Texto:
##############################

La familia Waidelich (descendientes de pioneros alemanes) y sus tres hijas se mudaron a Iguazú en 1998 para construirla. Para ello vendieron dos autos, una casa y alquilaron una grúa para levantar los troncos.En sólo tres meses La Aripuca estuvo lista, aunque detrás de todo eso hubo un pesado trabajo de nueve años recolectando troncos de diversos orígenes

*Fuente: Julián Varsavsky


Dos inmensos troncos secos determinan el umbral de este espacio temático, de frondoso verde, preparado para el turista. La temperatura es agradable, estamos de visita en La Aripuca, Puerto Iguazú, Misiones.



Una aripuca o arapuca es una trampa artesanal usada por los guaraníes para cazar aves y monos y otros animales pequeños. Normalmente tiene una altura de menos de un metro. Es una especie de pirámide hecha con palos amarrados y permite capturar vivas a las presas, sin herirlas. ¿no usamos esas trampas alguna vez para jugar a que cazábamos?


Tenemos ante la vista una réplica, pero claro, más grande, con cerca de 17 metros de altura y más de 500.000 kilos de peso, armada con unas 30 especies de troncos de la selva misionera. Muchos de ellos se compraron en aserraderos o se recuperaron de chacras, ya sea derribados por alguna tormenta o simplemente por haber cumplido su ciclo vital, nos cuenta el guía. Nuestra mano por sí sola se acerca a tocar esos troncos y maderas que tienen la fuerza de un lenguaje sembrado, el lenguaje de la selva desolada que ha dejado aquí una parte de su memoria.

##############################

Los datos:
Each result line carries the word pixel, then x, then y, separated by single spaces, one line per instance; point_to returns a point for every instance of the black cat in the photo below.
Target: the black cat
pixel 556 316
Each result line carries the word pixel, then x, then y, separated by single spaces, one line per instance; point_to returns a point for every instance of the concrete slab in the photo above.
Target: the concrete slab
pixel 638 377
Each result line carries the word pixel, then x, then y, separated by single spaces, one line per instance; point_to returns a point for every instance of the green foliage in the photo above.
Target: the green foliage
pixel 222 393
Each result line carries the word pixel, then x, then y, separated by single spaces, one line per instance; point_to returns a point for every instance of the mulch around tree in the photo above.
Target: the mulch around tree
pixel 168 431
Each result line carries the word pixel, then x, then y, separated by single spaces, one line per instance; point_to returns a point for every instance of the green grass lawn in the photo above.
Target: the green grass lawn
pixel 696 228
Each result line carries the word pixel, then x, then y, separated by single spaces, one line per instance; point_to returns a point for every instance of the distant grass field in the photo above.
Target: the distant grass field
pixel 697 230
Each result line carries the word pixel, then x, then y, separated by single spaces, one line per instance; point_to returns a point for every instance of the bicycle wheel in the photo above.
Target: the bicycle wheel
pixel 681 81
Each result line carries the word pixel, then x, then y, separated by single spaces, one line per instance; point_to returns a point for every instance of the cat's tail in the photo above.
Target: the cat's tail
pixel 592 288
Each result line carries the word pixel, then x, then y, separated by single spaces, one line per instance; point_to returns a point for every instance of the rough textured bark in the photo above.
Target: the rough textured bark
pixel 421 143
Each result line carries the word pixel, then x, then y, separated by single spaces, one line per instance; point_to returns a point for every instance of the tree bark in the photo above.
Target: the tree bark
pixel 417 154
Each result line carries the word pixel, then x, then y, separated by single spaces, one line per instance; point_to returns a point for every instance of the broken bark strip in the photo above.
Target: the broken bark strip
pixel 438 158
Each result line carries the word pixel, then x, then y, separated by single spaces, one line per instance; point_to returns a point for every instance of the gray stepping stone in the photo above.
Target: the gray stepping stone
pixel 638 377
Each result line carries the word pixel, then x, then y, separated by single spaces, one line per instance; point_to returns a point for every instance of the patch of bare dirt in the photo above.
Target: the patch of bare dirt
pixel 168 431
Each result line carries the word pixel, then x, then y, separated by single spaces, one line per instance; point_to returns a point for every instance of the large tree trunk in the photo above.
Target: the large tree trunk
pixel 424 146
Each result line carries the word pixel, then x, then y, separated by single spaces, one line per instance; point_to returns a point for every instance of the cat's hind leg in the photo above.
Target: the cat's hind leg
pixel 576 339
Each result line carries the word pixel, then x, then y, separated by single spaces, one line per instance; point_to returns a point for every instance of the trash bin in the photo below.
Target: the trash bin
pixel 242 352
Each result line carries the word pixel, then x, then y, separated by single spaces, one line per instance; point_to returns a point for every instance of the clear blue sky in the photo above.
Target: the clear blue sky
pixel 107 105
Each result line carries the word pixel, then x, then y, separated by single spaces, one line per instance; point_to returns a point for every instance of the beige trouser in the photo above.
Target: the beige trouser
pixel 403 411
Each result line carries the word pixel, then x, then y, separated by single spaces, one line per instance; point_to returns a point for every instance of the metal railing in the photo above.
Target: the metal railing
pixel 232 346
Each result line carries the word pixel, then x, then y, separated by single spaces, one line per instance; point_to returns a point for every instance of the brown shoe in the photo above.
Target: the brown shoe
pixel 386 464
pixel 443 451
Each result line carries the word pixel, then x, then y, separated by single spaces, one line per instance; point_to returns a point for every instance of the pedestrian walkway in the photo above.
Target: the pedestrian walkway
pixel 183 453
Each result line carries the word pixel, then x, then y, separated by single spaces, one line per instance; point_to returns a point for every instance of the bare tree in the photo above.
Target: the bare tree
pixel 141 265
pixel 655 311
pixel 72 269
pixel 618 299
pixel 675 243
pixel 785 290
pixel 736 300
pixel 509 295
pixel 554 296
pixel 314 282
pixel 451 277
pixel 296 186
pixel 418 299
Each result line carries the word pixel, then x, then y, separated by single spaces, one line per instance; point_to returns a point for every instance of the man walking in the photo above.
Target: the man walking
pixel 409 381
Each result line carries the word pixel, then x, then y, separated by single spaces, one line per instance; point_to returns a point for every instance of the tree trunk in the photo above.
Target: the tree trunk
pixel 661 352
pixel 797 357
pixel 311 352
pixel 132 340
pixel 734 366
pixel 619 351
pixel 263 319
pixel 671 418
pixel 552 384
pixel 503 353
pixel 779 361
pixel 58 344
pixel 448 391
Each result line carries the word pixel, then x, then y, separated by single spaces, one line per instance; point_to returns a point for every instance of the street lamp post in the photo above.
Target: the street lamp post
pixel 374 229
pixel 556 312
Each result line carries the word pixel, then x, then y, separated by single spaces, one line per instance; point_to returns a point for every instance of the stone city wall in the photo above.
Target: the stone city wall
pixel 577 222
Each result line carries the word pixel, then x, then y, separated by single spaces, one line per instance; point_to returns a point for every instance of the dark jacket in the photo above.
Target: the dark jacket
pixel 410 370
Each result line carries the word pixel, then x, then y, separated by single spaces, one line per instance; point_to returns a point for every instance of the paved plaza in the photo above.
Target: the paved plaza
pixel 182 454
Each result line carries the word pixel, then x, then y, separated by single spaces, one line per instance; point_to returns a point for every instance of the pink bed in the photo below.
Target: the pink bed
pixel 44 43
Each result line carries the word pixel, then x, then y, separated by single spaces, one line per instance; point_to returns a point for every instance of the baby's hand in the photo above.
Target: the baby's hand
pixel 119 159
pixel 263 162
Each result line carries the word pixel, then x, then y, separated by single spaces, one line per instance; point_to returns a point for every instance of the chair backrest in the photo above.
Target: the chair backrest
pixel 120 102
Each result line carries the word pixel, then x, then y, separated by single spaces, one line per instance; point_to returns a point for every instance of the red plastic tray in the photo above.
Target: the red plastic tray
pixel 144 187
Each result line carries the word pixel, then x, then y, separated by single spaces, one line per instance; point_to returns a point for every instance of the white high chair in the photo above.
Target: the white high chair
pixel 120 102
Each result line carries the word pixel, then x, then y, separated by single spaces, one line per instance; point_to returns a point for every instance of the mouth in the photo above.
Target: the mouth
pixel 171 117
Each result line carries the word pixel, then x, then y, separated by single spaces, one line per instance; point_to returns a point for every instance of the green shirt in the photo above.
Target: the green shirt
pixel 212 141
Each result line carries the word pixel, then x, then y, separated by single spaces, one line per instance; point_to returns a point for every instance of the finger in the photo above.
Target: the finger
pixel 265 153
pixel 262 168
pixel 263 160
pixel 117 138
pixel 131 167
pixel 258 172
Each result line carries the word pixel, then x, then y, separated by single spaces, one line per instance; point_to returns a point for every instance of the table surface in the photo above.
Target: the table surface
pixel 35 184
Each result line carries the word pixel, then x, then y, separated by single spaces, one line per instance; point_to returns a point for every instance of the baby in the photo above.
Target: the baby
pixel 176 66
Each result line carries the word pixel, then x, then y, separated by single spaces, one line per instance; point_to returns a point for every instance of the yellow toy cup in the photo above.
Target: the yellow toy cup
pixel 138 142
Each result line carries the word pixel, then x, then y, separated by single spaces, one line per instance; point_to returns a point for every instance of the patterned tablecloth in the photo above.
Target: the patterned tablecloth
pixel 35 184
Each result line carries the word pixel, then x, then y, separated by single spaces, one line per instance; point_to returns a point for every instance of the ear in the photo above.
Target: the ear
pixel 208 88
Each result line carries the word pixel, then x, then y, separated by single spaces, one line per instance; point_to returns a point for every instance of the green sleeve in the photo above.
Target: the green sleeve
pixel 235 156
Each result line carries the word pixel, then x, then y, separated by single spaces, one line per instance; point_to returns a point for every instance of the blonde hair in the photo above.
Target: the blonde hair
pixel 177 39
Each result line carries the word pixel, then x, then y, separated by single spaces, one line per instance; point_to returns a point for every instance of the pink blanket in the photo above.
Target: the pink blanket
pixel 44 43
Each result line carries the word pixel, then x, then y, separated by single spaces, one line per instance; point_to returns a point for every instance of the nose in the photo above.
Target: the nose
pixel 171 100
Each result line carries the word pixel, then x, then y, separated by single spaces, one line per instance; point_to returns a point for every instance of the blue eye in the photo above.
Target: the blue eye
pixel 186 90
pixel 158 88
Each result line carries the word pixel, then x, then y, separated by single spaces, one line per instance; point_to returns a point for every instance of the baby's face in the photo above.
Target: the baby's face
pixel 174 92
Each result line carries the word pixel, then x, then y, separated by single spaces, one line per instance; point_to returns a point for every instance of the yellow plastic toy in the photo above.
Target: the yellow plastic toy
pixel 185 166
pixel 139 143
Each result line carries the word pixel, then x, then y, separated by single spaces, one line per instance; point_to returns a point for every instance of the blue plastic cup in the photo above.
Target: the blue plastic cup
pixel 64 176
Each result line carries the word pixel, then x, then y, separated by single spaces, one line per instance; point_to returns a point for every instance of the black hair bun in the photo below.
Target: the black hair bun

##############################

Instrucciones:
Según el texto sobre La Aripuca, ¿con cuántas especies de troncos se armó la réplica?

Respuesta:
Con unas 30 especies de troncos de la selva misionera.